- _Work item_
Below are entries with pictures in them. Output exactly the lines starting at the line with "e.g. point(222, 460)" and ending at the line with "e.g. point(441, 705)", both included, but not the pictures.

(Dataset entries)
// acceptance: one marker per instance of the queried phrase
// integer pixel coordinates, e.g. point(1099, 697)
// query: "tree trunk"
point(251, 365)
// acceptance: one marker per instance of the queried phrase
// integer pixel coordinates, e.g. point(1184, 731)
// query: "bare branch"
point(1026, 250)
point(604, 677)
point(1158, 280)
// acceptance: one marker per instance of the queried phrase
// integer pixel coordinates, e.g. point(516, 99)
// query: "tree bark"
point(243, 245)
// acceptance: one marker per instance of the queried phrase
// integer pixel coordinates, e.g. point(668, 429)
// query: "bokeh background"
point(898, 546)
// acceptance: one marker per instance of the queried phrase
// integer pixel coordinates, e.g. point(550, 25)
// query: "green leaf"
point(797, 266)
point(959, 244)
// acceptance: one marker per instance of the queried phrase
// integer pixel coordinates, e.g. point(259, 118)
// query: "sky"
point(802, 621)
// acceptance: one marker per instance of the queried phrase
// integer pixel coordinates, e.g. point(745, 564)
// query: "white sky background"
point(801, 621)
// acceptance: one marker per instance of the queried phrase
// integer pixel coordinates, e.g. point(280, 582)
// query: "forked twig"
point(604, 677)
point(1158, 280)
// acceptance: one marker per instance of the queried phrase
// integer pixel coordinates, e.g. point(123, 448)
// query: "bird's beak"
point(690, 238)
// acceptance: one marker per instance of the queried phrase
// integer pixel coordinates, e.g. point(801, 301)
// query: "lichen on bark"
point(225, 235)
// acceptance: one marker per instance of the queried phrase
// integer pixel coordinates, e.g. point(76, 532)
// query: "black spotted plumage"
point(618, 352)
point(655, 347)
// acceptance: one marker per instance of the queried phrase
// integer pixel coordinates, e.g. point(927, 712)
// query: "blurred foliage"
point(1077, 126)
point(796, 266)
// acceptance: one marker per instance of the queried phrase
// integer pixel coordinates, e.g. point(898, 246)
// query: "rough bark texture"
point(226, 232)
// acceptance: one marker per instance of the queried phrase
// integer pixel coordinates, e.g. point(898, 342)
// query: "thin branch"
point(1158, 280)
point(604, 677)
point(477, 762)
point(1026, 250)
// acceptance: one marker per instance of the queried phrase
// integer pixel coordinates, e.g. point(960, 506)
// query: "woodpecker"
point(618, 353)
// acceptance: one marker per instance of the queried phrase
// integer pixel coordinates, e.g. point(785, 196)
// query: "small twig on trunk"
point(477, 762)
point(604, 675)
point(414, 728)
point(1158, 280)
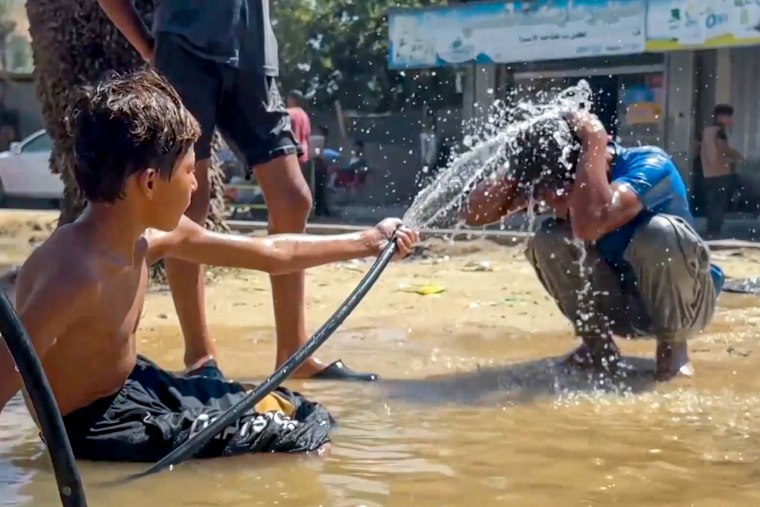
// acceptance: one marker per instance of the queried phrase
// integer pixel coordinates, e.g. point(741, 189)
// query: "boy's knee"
point(290, 213)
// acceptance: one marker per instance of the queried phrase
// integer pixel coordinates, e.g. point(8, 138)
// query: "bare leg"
point(187, 282)
point(288, 202)
point(673, 360)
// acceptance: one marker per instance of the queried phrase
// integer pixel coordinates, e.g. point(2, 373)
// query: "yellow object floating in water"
point(424, 290)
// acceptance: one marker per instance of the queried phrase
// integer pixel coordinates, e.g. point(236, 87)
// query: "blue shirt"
point(652, 175)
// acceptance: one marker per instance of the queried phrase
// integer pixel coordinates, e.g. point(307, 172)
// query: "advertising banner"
point(501, 32)
point(697, 24)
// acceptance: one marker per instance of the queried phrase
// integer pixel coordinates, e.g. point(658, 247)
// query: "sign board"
point(508, 32)
point(697, 24)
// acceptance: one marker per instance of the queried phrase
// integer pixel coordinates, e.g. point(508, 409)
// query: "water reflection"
point(520, 431)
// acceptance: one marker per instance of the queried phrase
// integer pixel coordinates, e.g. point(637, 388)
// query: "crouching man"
point(646, 272)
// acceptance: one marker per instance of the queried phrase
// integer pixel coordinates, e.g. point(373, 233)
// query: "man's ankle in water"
point(598, 352)
point(672, 358)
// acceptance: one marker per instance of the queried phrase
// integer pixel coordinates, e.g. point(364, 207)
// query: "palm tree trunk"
point(73, 44)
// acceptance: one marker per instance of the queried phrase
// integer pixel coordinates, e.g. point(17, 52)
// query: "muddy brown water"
point(473, 407)
point(518, 430)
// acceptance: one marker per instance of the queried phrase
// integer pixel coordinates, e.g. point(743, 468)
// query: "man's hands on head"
point(384, 231)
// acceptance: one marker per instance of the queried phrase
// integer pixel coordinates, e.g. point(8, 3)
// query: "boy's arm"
point(491, 200)
point(45, 314)
point(277, 254)
point(124, 16)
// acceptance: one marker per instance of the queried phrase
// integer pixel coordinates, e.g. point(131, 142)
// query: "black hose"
point(37, 387)
point(195, 443)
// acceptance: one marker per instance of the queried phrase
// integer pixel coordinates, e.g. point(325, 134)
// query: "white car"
point(25, 170)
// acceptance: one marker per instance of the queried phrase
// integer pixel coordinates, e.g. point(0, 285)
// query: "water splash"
point(487, 154)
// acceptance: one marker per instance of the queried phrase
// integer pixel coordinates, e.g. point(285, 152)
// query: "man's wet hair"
point(723, 110)
point(544, 154)
point(123, 125)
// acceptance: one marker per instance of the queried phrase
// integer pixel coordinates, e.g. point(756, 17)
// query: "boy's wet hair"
point(126, 124)
point(544, 154)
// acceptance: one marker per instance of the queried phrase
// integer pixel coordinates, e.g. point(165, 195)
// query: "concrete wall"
point(392, 146)
point(20, 97)
point(680, 123)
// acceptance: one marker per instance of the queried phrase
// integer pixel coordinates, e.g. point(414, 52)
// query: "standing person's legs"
point(321, 207)
point(254, 117)
point(595, 302)
point(199, 84)
point(718, 192)
point(671, 264)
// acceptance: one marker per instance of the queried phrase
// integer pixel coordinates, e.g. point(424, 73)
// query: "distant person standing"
point(317, 145)
point(718, 159)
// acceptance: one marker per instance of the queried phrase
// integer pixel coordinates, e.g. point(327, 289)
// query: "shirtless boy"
point(81, 293)
point(649, 271)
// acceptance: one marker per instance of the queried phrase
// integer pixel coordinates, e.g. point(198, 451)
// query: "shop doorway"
point(605, 90)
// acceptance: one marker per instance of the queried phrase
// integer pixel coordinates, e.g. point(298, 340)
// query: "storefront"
point(629, 93)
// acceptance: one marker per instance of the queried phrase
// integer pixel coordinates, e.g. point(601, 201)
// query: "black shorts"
point(245, 106)
point(157, 411)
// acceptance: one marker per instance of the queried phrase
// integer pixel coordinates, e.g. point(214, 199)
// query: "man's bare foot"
point(599, 354)
point(673, 361)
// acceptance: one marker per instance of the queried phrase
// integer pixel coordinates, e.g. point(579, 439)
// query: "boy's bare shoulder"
point(60, 268)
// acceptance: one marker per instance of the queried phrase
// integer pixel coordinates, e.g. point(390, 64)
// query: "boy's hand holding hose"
point(377, 238)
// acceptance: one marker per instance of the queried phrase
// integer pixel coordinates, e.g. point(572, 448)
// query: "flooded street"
point(474, 406)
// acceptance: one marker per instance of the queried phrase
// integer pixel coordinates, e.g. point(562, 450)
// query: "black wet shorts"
point(157, 411)
point(245, 106)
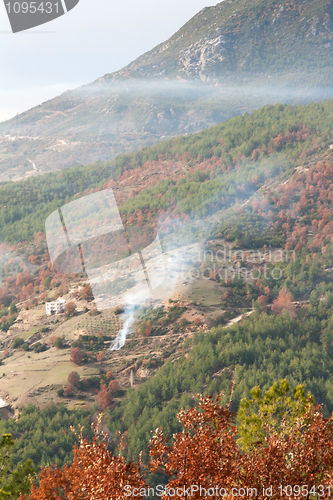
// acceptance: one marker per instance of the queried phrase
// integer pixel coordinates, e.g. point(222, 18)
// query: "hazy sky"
point(93, 39)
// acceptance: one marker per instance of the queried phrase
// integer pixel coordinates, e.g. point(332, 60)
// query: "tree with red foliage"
point(94, 475)
point(86, 293)
point(77, 355)
point(104, 397)
point(113, 386)
point(74, 378)
point(148, 328)
point(100, 357)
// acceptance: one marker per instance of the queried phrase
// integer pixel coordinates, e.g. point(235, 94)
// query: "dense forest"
point(156, 179)
point(270, 174)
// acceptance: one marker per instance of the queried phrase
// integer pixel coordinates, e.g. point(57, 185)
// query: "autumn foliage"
point(279, 441)
point(95, 474)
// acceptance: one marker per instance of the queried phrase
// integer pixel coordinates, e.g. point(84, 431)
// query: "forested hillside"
point(197, 171)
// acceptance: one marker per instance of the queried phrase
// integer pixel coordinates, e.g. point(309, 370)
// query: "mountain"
point(226, 60)
point(260, 187)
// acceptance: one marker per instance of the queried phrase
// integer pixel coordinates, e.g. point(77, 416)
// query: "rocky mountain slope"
point(226, 60)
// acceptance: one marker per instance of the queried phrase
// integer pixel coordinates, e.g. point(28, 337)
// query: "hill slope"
point(268, 177)
point(228, 59)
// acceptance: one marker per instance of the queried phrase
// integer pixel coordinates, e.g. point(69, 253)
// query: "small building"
point(56, 307)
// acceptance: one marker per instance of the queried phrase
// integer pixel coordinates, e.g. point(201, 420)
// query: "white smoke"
point(120, 340)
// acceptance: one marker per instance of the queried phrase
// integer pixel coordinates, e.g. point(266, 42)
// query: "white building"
point(56, 307)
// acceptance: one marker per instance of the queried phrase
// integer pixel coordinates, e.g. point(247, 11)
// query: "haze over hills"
point(226, 60)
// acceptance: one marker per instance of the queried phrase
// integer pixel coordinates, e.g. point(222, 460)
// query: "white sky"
point(82, 45)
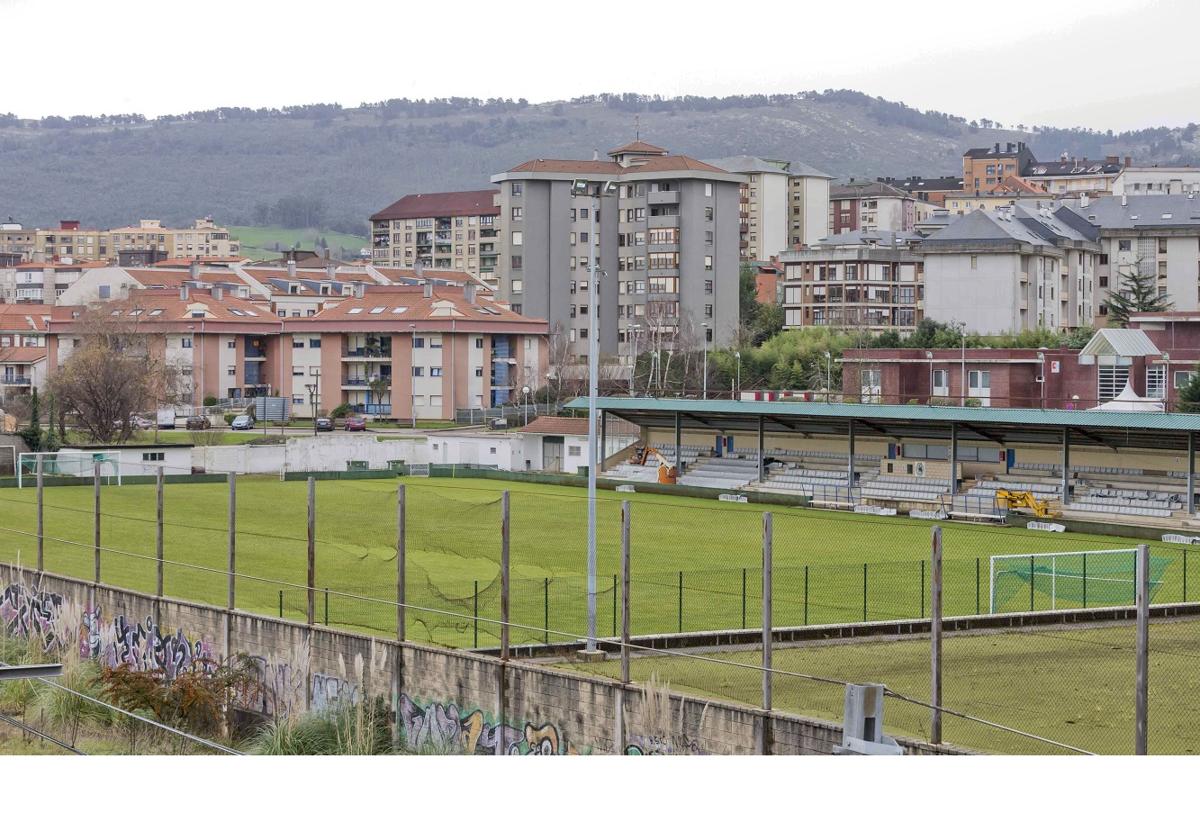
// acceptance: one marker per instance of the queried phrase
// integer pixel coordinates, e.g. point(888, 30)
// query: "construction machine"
point(667, 471)
point(1014, 499)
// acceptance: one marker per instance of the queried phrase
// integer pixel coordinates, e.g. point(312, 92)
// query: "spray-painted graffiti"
point(329, 693)
point(445, 727)
point(29, 612)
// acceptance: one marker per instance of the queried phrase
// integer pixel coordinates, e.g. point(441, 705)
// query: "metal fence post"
point(624, 591)
point(311, 613)
point(1141, 701)
point(159, 528)
point(935, 635)
point(233, 543)
point(95, 492)
point(41, 515)
point(401, 562)
point(681, 600)
point(767, 636)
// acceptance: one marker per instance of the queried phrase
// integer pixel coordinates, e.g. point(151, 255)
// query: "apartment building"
point(874, 205)
point(667, 245)
point(1156, 235)
point(858, 280)
point(1013, 269)
point(71, 243)
point(985, 167)
point(454, 231)
point(1150, 180)
point(22, 347)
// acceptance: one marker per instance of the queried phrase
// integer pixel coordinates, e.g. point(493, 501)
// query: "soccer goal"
point(70, 463)
point(1067, 580)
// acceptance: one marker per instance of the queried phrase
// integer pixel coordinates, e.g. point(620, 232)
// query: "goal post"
point(70, 463)
point(1066, 580)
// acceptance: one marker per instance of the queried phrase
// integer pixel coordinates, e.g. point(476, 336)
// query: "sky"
point(1105, 64)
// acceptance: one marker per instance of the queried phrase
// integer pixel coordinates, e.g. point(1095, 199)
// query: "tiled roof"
point(423, 205)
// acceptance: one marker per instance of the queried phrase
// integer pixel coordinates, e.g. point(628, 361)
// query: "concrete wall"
point(444, 701)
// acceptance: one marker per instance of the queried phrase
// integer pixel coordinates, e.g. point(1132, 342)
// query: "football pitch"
point(1073, 685)
point(696, 563)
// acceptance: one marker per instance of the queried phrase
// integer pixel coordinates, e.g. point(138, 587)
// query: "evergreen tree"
point(1138, 293)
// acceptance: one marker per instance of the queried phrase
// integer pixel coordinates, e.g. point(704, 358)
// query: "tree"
point(1189, 395)
point(1138, 293)
point(109, 377)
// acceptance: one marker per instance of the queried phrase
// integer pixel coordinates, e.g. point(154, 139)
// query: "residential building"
point(1147, 180)
point(22, 347)
point(1013, 269)
point(857, 280)
point(1075, 177)
point(985, 167)
point(931, 190)
point(667, 244)
point(874, 205)
point(454, 231)
point(1055, 378)
point(1156, 235)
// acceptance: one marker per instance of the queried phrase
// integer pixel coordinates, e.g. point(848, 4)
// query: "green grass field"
point(696, 563)
point(1075, 687)
point(259, 243)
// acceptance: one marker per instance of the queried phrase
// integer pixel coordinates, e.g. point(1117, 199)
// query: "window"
point(1111, 381)
point(1156, 381)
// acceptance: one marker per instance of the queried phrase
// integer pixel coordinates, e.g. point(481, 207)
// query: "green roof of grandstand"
point(1152, 430)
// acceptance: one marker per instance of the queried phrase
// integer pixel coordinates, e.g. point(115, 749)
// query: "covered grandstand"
point(939, 461)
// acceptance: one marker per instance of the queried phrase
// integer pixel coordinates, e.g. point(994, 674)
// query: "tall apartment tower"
point(667, 243)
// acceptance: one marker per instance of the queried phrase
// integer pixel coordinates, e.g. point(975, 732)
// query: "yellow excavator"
point(1014, 499)
point(667, 471)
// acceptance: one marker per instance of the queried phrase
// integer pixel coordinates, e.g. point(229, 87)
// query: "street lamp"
point(581, 187)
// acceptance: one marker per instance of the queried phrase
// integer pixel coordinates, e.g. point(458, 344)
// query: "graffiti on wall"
point(445, 727)
point(31, 613)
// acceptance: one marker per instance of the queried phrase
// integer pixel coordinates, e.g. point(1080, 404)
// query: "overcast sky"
point(1105, 64)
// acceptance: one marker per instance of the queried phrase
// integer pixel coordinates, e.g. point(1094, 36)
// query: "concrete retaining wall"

- _Completed task_
// integer pixel coordinates, e.g. point(222, 460)
// query: "white sky"
point(82, 45)
// acceptance: one marker per instance of the queried phrase
// integer pixel coordinates, e.g. point(888, 30)
// query: "construction machine"
point(667, 471)
point(1014, 499)
// acceptance: one marker per instance of the queried phrase
// integer pixel coordinates, e.g. point(312, 92)
// query: "spray-painted graffiti"
point(329, 693)
point(445, 727)
point(29, 612)
// acceptance: one marker per instance of the queried phrase
// integer pixel coordinates, e.g. point(441, 705)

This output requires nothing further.